Dataset records:
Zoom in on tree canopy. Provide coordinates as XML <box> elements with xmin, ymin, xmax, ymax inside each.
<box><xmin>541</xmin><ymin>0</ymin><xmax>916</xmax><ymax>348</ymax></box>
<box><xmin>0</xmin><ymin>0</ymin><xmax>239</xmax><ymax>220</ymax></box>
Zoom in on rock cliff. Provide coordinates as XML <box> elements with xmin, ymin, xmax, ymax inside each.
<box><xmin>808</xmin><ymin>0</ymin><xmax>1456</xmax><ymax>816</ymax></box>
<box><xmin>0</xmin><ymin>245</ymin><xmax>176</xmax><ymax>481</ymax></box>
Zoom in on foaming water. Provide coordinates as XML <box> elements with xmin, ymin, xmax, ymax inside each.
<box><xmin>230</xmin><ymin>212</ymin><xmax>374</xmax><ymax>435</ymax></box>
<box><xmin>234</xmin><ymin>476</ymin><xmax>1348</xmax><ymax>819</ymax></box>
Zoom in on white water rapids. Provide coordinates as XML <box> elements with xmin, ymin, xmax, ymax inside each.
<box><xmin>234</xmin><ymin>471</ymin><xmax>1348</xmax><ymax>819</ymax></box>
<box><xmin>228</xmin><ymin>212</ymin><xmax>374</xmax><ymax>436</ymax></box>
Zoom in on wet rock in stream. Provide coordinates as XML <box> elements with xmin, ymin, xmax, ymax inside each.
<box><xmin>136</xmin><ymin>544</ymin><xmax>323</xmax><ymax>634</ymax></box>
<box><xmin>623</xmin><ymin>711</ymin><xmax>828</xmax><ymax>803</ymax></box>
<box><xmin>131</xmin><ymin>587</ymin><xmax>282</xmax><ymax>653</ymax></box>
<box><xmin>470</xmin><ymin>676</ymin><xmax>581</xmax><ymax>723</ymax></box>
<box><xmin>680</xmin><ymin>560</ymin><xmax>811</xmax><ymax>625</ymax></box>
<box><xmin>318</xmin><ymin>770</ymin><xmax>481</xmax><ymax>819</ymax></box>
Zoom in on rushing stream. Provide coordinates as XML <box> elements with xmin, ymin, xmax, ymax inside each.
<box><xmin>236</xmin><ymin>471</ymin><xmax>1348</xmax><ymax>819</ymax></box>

**PROBLEM STATEMENT:**
Change "Zoom in on" to "Locate the" everywhere in the records, then write out every line again with nothing else altered.

**EXPECTED ANSWER:**
Locate the tree canopy. Provide coordinates as XML <box> elements with xmin, ymin, xmax, ymax inside each.
<box><xmin>541</xmin><ymin>0</ymin><xmax>916</xmax><ymax>348</ymax></box>
<box><xmin>0</xmin><ymin>0</ymin><xmax>239</xmax><ymax>220</ymax></box>
Locate the rock cliff. Provide coordinates as XML <box> elements with xmin, ymin, xmax, ymax inside each.
<box><xmin>808</xmin><ymin>0</ymin><xmax>1456</xmax><ymax>816</ymax></box>
<box><xmin>0</xmin><ymin>245</ymin><xmax>176</xmax><ymax>481</ymax></box>
Locate the foaming water. Provide coordinates as XML <box> elements with xmin, ymin, xmax, ymax inside each.
<box><xmin>230</xmin><ymin>212</ymin><xmax>374</xmax><ymax>435</ymax></box>
<box><xmin>234</xmin><ymin>476</ymin><xmax>1348</xmax><ymax>819</ymax></box>
Locate the white water rapids. Provide coordinates as XML <box> elements with xmin, ymin, xmax, ymax inside each.
<box><xmin>234</xmin><ymin>471</ymin><xmax>1348</xmax><ymax>819</ymax></box>
<box><xmin>228</xmin><ymin>212</ymin><xmax>374</xmax><ymax>436</ymax></box>
Locate the wet rock in stream. Provide coordinates as XML <box> elements with xmin, ymin, xmax, ymax inside each.
<box><xmin>136</xmin><ymin>544</ymin><xmax>323</xmax><ymax>634</ymax></box>
<box><xmin>623</xmin><ymin>711</ymin><xmax>828</xmax><ymax>803</ymax></box>
<box><xmin>131</xmin><ymin>587</ymin><xmax>282</xmax><ymax>653</ymax></box>
<box><xmin>470</xmin><ymin>676</ymin><xmax>581</xmax><ymax>723</ymax></box>
<box><xmin>680</xmin><ymin>560</ymin><xmax>811</xmax><ymax>625</ymax></box>
<box><xmin>318</xmin><ymin>770</ymin><xmax>481</xmax><ymax>819</ymax></box>
Locate the rushing stream. Provide coordinates as XML <box> elements with xmin, ymin, xmax, ymax inside each.
<box><xmin>236</xmin><ymin>471</ymin><xmax>1348</xmax><ymax>819</ymax></box>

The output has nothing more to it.